She was born in Bristol, but emigrated with her family to America in 1831, later becoming a naturalised American citizen. She spent many years in Europe and Britain throughout her life, including her time training and working in London.

When Blackwell's father died in 1838, her family was left with financial difficulties, and she with her elder sisters set up a school in order to support the family. In 1842, Blackwell became the head of a school for girls in Kentucky, though she did not stay there long due to her objections to slavery, which was still prevalent in the American south at that time.

During the mid-1840s she continued working as a teacher, and also realised that her true ambition was to become a doctor. Her ambition was based on several issues, but mainly arose from the experience of a friend who, for reasons of modesty, was apprehensive to consult a male doctor. This resulted in her friend's uterine cancer reaching advanced stages due to receiving no treatment.

Blackwell's journey to formally study medicine was not easy. It was suggested to her that she might find a way to study in Paris if she were willing to dress as a man, but she considered this to be immoral. She proceeded to engage in independent study, whilst she applied to medical schools and received rejections from all of them. Finally, in 1847, a small medical school at Geneva in New York State accepted her as a student. She was the only woman student, and though her male colleagues did not take her very seriously, she graduated in 1849 at the top of her year, above all 150 of the male students.

——

EXERCISE AIM
Pick up the account of Blackwell's life and medical studies after its final sentence and keep writing.

Dataset records:
——

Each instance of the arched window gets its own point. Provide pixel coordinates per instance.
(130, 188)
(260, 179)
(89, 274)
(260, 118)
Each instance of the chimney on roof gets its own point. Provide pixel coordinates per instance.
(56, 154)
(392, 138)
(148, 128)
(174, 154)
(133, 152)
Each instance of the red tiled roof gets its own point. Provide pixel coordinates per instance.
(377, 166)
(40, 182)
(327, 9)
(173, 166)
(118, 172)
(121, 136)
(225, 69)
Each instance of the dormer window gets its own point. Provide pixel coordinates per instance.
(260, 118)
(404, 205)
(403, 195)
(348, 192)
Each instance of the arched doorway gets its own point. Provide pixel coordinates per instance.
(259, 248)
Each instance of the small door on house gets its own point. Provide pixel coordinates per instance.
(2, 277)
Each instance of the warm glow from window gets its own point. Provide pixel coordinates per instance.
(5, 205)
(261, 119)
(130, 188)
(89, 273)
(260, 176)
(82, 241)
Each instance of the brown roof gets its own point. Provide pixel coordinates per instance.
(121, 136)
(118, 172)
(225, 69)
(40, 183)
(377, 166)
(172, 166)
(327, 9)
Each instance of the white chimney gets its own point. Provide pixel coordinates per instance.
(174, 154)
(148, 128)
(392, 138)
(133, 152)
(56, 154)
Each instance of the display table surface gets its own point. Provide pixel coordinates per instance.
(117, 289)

——

WRITTEN RESPONSE
Blackwell went on to pursue further medical training in Europe, enrolling in 1849 at La Maternité in Paris. During her time in Paris, she contracted an eye infection, which left her blind in one eye and partially-sighted in the other. Although her aim of become a surgeon were dashed by this, she was still committed to pursue her medical career.

In 1850, she was admitted to train as a doctor at St Bartholomew's Hospital Medical College, and was given access to all departments, except, ironically, the one for women. Following her training at Barts and several years working in New York , London and elsewhere, she became the first woman doctor to be listed on the Medical Register in 1859.

German Hospital Visitors' Book 1851.
German Hospital Visitors’ Book 1851.
This page from a German hospital visitors’ book shows the signatures of visitors Elizabeth Blackwell and Florence Nightingale on 23 June 1851.
Courtesy of St Bartholomew's Hospital Archives.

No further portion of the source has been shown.